So tested, it seems to us that the examiner’s finding should stand that Flanagan’s refusal to deal with the union was based upon an honest doubt whether Cohen had obtained the “cards” of a majority of the employees. As has appeared, the Board bases its refusal to accept this finding upon what it regards as Flanagan’s hostility to the formation of any union, as he expressed it before and after their talk on the telephone. For example, it says: “direct dealings with the employees in the face of a prior bargaining request by the Union which claimed and enjoyed majority status, in itself constituted a refusal to bargain with the Union.” With deference we cannot feel the force of this reasoning. It seems to us most natural for Flanagan to have doubted whether Cohen could have secured a majority during one day; and any hostility that Flanagan may have felt towards a union was more likely to raise doubt in his mind about Cohen’s claim than to satisfy him of its truth. Finally, to deal directly with employees, however unlawful in itself it may have been, throws substantially no light on how far he thought the effort had succeeded to form a union. As a penalty it might be proper, but as a link in reasoning it seems to us immaterial. At least it was quite insufficient to overturn those indications of good faith that the examiner may have found in Flanagan’s behavior on the stand. We reinstate the reversed finding.

### Directions
1. Reproduce the pointer command rows below verbatim, including every point line, and omit the picture placeholder.
2. Extend the court opinion on Flanagan's refusal to bargain with the union, picking up after its final sentence.

### Records
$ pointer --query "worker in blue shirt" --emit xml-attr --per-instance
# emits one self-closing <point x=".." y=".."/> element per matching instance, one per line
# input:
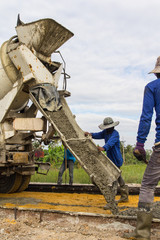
<point x="151" y="176"/>
<point x="68" y="162"/>
<point x="112" y="148"/>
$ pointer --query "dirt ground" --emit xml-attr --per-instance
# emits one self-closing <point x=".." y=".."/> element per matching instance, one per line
<point x="66" y="228"/>
<point x="62" y="226"/>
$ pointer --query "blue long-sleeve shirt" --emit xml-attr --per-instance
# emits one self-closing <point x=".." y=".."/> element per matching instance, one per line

### Exercise responses
1.
$ pointer --query "worker in blue shirt" --emit xml-attr --per-instance
# emits one self-closing <point x=".." y=".."/> element per matching instance, one per line
# input:
<point x="151" y="176"/>
<point x="68" y="162"/>
<point x="112" y="148"/>
$ pointer --query "dirt ground" --emit xml-attr --per-instance
# emits one self-closing <point x=".." y=".."/> element per matching instance, one per line
<point x="66" y="228"/>
<point x="62" y="226"/>
$ pointer --query "blue long-sleeve shirt" --emit xml-attr --per-instance
# emits one self-closing <point x=".." y=".."/> element per matching instance, one per line

2.
Moreover, even if we are wrong about that, the case should not have been disposed on the assumption that an uncoerced majority of the employees had signed cards before the strike on October fourth. The Board found that seven of those who had signed testified “that they were told by union solicitors that they would lose their jobs unless they signed union cards.” Three of these said that Cohen had told them this; three more, that another solicitor, Kelley, had done so; and one, that Stedman, who had no apparent connection with the organizers, had done so. Cohen and Kelley each denied these statements and Stedman was not called.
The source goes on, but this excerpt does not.